Your assignment. Transcribe, without any change, the line that includes "positive clicks: (40, 161)" and all the lines that come after it in the material below.

Provided data.
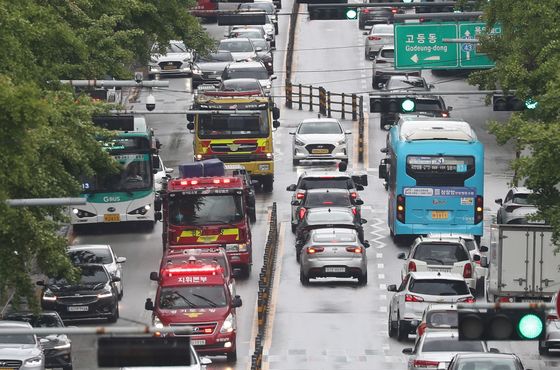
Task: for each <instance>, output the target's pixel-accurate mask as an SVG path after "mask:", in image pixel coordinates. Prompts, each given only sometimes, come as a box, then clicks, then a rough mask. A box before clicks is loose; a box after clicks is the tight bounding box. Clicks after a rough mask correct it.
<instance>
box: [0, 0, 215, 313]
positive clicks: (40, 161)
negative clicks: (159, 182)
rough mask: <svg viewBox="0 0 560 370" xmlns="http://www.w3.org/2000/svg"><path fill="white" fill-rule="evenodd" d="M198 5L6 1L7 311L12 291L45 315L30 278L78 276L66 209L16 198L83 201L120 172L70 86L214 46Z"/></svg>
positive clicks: (167, 2) (3, 53) (0, 112)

Reply.
positive clicks: (40, 161)
negative clicks: (159, 182)
rough mask: <svg viewBox="0 0 560 370" xmlns="http://www.w3.org/2000/svg"><path fill="white" fill-rule="evenodd" d="M198 5L6 1L7 311L12 291L45 315L30 278L78 276L66 209L16 198L83 201L120 172L70 86L214 46Z"/></svg>
positive clicks: (167, 2) (3, 53) (0, 112)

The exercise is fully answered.